## Records provided:
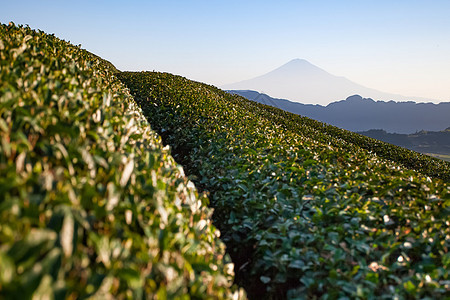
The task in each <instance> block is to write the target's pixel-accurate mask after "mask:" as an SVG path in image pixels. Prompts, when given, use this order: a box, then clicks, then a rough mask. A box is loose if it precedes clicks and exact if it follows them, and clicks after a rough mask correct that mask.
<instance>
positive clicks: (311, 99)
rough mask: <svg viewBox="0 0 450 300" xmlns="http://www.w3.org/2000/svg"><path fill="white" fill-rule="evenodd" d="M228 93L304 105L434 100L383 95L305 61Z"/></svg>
mask: <svg viewBox="0 0 450 300" xmlns="http://www.w3.org/2000/svg"><path fill="white" fill-rule="evenodd" d="M221 88H222V89H225V90H254V91H258V92H261V93H265V94H268V95H271V96H272V97H276V98H282V99H289V100H291V101H295V102H300V103H305V104H321V105H327V104H329V103H331V102H334V101H337V100H341V99H346V98H347V97H348V96H351V95H355V94H358V95H361V96H363V97H365V98H372V99H376V100H396V101H406V100H413V101H421V102H425V101H433V100H432V99H424V98H418V97H405V96H402V95H397V94H391V93H385V92H381V91H378V90H375V89H371V88H368V87H365V86H362V85H360V84H357V83H355V82H353V81H350V80H348V79H347V78H344V77H339V76H335V75H332V74H330V73H328V72H327V71H325V70H323V69H321V68H319V67H317V66H315V65H313V64H311V63H310V62H308V61H307V60H304V59H294V60H291V61H290V62H288V63H286V64H284V65H282V66H281V67H279V68H277V69H275V70H273V71H271V72H269V73H267V74H264V75H262V76H258V77H255V78H253V79H249V80H244V81H240V82H236V83H232V84H227V85H224V86H221Z"/></svg>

## What is expected:
Print all of the data exactly, and do not carry over any pictures.

## Completed task:
The task in each <instance> block is to write the target's pixel-accurate mask after "mask:" as an SVG path in image pixels. Prompts, when given, use this order: a box, then clicks, then a rough mask. A box is loose if it precedes clicks and exact if it follows them, and clicks after a rough mask correct that mask.
<instance>
positive clicks: (311, 99)
rough mask: <svg viewBox="0 0 450 300" xmlns="http://www.w3.org/2000/svg"><path fill="white" fill-rule="evenodd" d="M228 93L304 105L434 100L383 95L305 61Z"/></svg>
mask: <svg viewBox="0 0 450 300" xmlns="http://www.w3.org/2000/svg"><path fill="white" fill-rule="evenodd" d="M221 88H222V89H225V90H254V91H258V92H261V93H265V94H268V95H271V96H272V97H276V98H282V99H289V100H291V101H295V102H300V103H305V104H321V105H327V104H329V103H331V102H334V101H337V100H341V99H346V98H347V97H348V96H351V95H355V94H358V95H361V96H363V97H365V98H372V99H376V100H396V101H406V100H413V101H421V102H425V101H433V100H432V99H424V98H418V97H405V96H402V95H397V94H391V93H385V92H381V91H378V90H375V89H371V88H368V87H365V86H362V85H360V84H357V83H355V82H353V81H350V80H348V79H347V78H344V77H339V76H335V75H332V74H330V73H328V72H327V71H325V70H323V69H321V68H319V67H317V66H315V65H313V64H311V63H310V62H308V61H307V60H304V59H294V60H291V61H290V62H288V63H286V64H284V65H282V66H281V67H279V68H277V69H275V70H273V71H271V72H269V73H267V74H264V75H262V76H258V77H255V78H253V79H249V80H244V81H240V82H236V83H232V84H227V85H224V86H221Z"/></svg>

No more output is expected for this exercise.